▶ **Your task**:
Copy the entries that follow, exactly and completely.

= = = = =

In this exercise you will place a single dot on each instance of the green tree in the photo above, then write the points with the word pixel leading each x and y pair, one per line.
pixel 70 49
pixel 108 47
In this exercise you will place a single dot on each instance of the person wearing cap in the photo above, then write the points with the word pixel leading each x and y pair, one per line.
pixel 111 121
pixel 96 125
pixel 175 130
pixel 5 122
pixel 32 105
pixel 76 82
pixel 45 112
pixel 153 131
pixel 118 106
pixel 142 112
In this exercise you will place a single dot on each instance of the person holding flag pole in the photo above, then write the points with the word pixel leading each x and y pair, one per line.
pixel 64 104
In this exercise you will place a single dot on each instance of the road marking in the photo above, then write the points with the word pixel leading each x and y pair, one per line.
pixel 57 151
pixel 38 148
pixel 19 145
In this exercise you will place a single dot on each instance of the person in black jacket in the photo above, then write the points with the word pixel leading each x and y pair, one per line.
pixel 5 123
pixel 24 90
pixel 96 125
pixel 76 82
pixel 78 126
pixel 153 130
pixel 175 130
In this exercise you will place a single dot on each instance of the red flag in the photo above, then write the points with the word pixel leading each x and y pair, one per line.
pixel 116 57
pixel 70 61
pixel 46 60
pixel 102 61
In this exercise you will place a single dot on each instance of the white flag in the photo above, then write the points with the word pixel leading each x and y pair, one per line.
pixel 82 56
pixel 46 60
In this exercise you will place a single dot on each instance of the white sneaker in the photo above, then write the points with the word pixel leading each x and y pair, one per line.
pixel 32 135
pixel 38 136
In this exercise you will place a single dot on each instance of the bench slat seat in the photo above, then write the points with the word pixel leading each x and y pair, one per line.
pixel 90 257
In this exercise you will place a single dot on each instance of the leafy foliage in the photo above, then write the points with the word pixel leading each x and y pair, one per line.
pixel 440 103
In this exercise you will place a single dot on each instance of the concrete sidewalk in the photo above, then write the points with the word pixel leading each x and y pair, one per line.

= = = = =

▶ **Solution below**:
In this exercise you will place a single dot on each instance of the green tree in the photo above, then write the points with the word pixel leading each x and y pair, one per line.
pixel 70 49
pixel 108 47
In this exercise you will place a single dot on each instance of the person wearing cap in the photo above, then write the points with the word pixel leading each x and y pair, one per line.
pixel 111 121
pixel 96 125
pixel 175 130
pixel 5 122
pixel 32 105
pixel 76 82
pixel 45 112
pixel 153 131
pixel 118 106
pixel 142 112
In this exercise you will place a single dot on each instance of the person holding flag pole in the photo above, then write the points with the word pixel leading each x and y pair, one per line.
pixel 64 104
In this exercise you will place a single dot on each instance of the road marking in the photo above, then write the points with the word pixel leading each x and y pair, one per line.
pixel 57 151
pixel 38 148
pixel 19 145
In this exercise you will place a single dot on each instance of the person in black jacket in the photo above, then write the points with the word pixel leading each x and y pair, one per line.
pixel 5 123
pixel 24 90
pixel 96 125
pixel 76 82
pixel 78 126
pixel 153 130
pixel 175 130
In this exercise you will place a single dot on each instance of the red flag in the photo above, then write the points with the word pixel leading each x and y pair, one per line.
pixel 116 57
pixel 70 61
pixel 46 60
pixel 102 61
In this exercise you will place a single dot on each instance of the white flag in the photo above, then write the points with the word pixel leading each x and y pair, one per line.
pixel 82 56
pixel 46 60
In this exercise you will place a single dot on each instance of the white sneaker in the photo above, then write the points with the word pixel leading each x and y pair, one per line.
pixel 32 135
pixel 38 136
In this exercise you will place a single dot on each instance of the bench slat seat in the photo above, then write the points with the word pixel leading each x and y pair, one per line.
pixel 90 257
In this exercise you will place a single dot on each instance of the leafy foliage in the photo above, then write the points with the word pixel leading each x and y pair, one per line.
pixel 440 103
In this exercise you will place a single dot on each instance of the concrete sidewalk in the photo above, then write the points with the word pixel leading each x and y pair, one per line.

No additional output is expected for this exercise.